▶ _Provided text_:
Content starts

HoneyBADGER

HMM-integrated Bayesian approach for detecting CNV and LOH events from single-cell RNA-seq data

To accomodate user/developer preferences, HoneyBADGER can be used with or without the HoneyBADGER object. In this tutorial, we will go through an analysis without the HoneyBADGER object, which lends itself to potentially easier downstream integration with other analysis pipelines.

In this tutorial, we will use HoneyBADGER to detect CNVs in glioblastoma cells from patient MGH31 from Patel et al. We will then characterize the transcriptional differences between detected genetic subclones using differential expression and gene set enrichment analyses as examples of potential integrative analyses enabled by HoneyBADGER.

library(HoneyBADGER)

Content ends

▶ _Supplied data_:
Content starts

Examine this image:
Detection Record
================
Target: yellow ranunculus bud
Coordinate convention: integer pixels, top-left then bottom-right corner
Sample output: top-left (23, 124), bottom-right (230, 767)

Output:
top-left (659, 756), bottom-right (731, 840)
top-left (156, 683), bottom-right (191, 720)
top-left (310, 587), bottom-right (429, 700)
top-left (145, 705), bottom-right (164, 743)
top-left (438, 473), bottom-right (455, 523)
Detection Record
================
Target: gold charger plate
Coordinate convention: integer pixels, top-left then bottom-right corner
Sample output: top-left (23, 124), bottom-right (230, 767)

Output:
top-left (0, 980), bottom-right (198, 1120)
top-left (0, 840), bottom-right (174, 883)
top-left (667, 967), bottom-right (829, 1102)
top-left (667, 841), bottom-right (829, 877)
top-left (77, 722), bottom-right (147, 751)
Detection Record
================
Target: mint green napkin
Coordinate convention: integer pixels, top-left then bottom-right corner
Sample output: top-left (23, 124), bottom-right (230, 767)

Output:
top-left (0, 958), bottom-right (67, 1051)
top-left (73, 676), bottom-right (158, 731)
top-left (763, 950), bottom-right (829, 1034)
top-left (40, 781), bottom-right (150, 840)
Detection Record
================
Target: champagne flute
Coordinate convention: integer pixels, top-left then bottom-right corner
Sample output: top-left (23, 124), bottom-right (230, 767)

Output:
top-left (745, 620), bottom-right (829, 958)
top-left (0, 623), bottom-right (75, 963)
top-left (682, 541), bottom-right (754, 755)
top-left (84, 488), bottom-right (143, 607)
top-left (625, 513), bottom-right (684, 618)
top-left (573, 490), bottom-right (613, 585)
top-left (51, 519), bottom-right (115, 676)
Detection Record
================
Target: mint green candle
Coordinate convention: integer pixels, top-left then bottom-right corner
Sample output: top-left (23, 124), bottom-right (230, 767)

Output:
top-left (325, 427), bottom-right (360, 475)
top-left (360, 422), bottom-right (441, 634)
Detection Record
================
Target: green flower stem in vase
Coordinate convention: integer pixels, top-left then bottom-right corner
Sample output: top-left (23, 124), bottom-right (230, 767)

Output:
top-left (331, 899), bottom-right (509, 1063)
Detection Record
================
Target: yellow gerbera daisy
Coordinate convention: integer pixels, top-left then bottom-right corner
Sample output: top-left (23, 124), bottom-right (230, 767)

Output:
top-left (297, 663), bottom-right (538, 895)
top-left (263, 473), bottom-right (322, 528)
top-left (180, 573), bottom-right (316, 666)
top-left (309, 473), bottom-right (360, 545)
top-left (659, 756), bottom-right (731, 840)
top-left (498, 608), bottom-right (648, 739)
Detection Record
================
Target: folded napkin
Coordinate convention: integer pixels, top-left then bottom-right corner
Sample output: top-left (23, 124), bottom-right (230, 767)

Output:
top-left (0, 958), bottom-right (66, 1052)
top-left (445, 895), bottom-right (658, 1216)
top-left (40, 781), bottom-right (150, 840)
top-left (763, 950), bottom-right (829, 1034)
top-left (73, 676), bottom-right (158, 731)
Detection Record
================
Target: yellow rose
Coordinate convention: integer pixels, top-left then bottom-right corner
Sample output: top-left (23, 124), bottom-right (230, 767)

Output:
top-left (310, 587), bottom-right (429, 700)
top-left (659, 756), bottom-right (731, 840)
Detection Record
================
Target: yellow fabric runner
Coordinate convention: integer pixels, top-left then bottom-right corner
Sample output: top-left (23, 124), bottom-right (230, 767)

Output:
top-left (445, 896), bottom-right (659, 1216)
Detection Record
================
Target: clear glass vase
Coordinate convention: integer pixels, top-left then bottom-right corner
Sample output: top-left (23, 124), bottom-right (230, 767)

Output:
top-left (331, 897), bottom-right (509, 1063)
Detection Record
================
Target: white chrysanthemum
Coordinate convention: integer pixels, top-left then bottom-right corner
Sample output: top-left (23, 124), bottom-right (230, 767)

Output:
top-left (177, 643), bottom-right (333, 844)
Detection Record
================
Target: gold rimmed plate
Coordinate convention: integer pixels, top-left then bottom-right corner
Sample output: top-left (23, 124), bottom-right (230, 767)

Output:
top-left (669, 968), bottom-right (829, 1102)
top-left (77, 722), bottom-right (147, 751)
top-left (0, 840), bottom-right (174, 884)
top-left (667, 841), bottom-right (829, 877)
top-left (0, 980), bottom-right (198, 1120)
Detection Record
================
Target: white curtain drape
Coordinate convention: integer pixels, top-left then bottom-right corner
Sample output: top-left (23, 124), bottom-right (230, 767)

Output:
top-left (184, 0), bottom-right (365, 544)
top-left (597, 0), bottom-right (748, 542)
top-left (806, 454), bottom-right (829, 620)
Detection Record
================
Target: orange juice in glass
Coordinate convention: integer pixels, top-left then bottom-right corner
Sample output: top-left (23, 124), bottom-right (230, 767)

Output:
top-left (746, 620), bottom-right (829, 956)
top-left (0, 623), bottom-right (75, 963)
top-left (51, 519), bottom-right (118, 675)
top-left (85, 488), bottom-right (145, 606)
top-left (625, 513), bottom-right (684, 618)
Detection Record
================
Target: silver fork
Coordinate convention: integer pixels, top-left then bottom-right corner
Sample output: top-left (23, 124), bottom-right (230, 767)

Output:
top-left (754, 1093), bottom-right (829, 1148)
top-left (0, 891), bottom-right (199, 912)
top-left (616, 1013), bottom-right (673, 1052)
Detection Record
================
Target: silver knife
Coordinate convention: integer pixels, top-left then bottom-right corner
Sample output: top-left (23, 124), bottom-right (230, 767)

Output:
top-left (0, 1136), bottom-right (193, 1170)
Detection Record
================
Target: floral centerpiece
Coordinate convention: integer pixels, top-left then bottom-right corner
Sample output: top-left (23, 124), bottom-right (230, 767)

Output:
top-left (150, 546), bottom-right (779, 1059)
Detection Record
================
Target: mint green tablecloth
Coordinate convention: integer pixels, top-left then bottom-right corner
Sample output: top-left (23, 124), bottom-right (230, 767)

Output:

Content ends

▶ _Exercises to complete_:
1) List the abbreviations in the subtitle line of the HoneyBADGER tutorial.
2) Continue the HoneyBADGER tutorial from where it stops.
The entries have no connection to the HoneyBADGER tutorial.

▶ _Task answers_:
1) HMM, CNV, LOH, RNA-seq

2)
First, we will identify CNVs using allele information. The allele model relies on persistent allelic imbalance detected from putative heterozygous variants to identify CNVs. Therefore, allele data for common heterozygous variants from ExAC for the same set of cells has also been prepared for you.

data(r) ## alternate allele
data(cov.sc) ## total coverage
## set the allele matrices
allele.mats <- setAlleleMats(r, cov.sc)
## Initializing allele matrices ... 
## Creating in-silico bulk ... 
## using 75 cells ... 
## Filtering for putative heterozygous snps ... 
## allowing for a 0.05 deviation from the expected 0.5 heterozygous allele fraction ... 
## must have coverage in at least 3 cells ... 
## 5552 heterozygous SNPs identified 
## Setting composite lesser allele count ... 
## Done setting initial allele matrices!
## map snps to genes
library(TxDb.Hsapiens.UCSC.hg19.knownGene)
geneFactor <- setGeneFactors(allele.mats$snps, 
                             TxDb.Hsapiens.UCSC.hg19.knownGene)
## Mapping snps to genes ...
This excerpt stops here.